Studio album by Iron & Wine
- Released: February 27, 2026
- Studio: Waystation (Los Angeles)
- Length: 39:20
- Label: Sub Pop
- Producer: Sam Beam

Iron & Wine chronology
| Light Verse (2024) | Hen's Teeth (2026) |  |

Singles from Hen's Teeth
- "Robin's Egg" Released: June 10, 2025; "In Your Ocean" Released: January 7, 2026;

= Hen's Teeth =

Hen's Teeth is the eighth studio album by the American singer-songwriter Iron & Wine, released on February 27, 2026, by Sub Pop.

==Background==
Hen's Teeth was recorded during the same sessions as Iron & Wine's previous album, Light Verse, at Dave Way's Waystation Studio in Laurel Canyon, Los Angeles. As with Light Verse, Hen's Teeth was produced by Sam Beam and features contributions from the same musicians: Tyler Chester on keyboards, Sebastian Steinberg on bass, David Garza on guitar, Paul Cartwright on violin, Griffin Goldsmith, Beth Goodfellow, and Kyle Crane on percussion. Unlike Light Verse, however, Hen's Teeth includes two duets with the Americana supergroup trio I'm with Her, who appear on the lead single "Robin's Egg" and on "Wait Up". It also includes contributions from Beam's daughter Arden, whose harmonies and backing vocals appear on the tracks "Roses", "Singing Saw", "Defiance, Ohio" and "Grace Notes". Beam has called the album a "sibling" or "fraternal twin" to Light Verse, comparing them to twins "that get along OK and don't really compete because they have their own interests. They're both unique but if you hear them speaking to one another you can tell they grew up in the same house". Regarding the album's title, Beam said Hen's Teeth was one he "always wanted to use", explaining, "I just love it. To me it suggests the impossible. Hen's teeth do not exist. And that's what this record felt like: a gift that shouldn't be there but it is. An impossible thing but it's real."

-------

# Tasks to carry out:
(1) Using the text on the album Hen's Teeth, answer these:
(a) On what date was the single "In Your Ocean" released?
(b) Who plays violin on the album?
(c) On which two tracks does I'm with Her appear?
(2) Pick up the text on the album Hen's Teeth after its final sentence and write the next passage.

-------

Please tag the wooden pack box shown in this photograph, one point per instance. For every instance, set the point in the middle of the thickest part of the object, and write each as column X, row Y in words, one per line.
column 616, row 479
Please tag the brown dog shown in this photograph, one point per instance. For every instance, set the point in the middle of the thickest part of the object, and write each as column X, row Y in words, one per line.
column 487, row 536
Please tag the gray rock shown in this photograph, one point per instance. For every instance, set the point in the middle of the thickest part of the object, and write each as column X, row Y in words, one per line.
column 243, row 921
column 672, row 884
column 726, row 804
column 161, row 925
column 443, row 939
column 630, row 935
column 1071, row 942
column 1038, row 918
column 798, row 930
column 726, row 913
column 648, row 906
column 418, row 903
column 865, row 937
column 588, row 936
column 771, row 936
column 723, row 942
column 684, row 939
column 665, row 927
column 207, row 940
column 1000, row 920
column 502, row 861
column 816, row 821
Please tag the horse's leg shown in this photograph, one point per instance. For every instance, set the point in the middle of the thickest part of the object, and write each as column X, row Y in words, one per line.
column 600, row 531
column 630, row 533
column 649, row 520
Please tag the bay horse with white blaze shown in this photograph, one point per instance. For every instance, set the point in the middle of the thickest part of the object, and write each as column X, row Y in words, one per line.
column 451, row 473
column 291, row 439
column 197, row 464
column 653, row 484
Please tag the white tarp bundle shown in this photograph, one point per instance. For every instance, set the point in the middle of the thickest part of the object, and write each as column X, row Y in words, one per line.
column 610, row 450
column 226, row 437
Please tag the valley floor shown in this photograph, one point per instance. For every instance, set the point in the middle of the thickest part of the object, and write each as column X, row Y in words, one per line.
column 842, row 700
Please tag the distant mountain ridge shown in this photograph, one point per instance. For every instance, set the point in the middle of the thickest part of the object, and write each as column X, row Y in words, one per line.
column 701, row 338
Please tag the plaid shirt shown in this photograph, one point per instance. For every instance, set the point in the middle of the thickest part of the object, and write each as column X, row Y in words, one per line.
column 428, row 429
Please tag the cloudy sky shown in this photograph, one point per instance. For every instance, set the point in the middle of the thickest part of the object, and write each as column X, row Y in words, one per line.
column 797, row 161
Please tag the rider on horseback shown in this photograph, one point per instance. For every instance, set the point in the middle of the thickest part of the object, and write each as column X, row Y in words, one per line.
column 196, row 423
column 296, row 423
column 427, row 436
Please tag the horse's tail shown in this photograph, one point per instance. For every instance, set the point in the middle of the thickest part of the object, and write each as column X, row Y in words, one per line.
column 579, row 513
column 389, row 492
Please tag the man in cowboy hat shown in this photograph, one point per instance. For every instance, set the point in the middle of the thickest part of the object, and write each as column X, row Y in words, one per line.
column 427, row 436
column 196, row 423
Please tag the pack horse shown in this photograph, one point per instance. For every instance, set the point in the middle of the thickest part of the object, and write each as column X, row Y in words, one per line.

-------

# Outputs in order:
(1)
(a) January 7, 2026
(b) Paul Cartwright
(c) "Robin's Egg" and "Wait Up"

(2)
==Release and promotion==
On June 10, 2025, Iron & Wine released the single "Robin's Egg", featuring I'm With Her, a month before the start of their co-headlining Robin's Egg Tour.

The album was announced on January 7, 2026, simultaneously with the release of the lead single "In Your Ocean". The second single, "Roses", was released on February 5, 2026. The album was released on February 27, 2026, by Sub Pop.

Iron & Wine supported the album with a tour beginning in Australia on February 28, 2026, continuing through New Zealand and North America. The North American leg, which was originally announced to conclude on May 17, was resumed in October for a further run of shows.

On August 27, 2026, Iron & Wine announced a deluxe edition of the album, which was released on September 22, 2026, on Sub Pop. It features four previously unreleased songs recorded during the album's session, along with acoustic versions of "In Your Ocean" and "Grace Notes". "California Sober" and the acoustic version of "In Your Ocean" were released as singles that same day.

==Critical reception==

At Metacritic, which assigns a normalized rating out of 100 to reviews from professional publications, the album received an average score of 79, based on 11 reviews.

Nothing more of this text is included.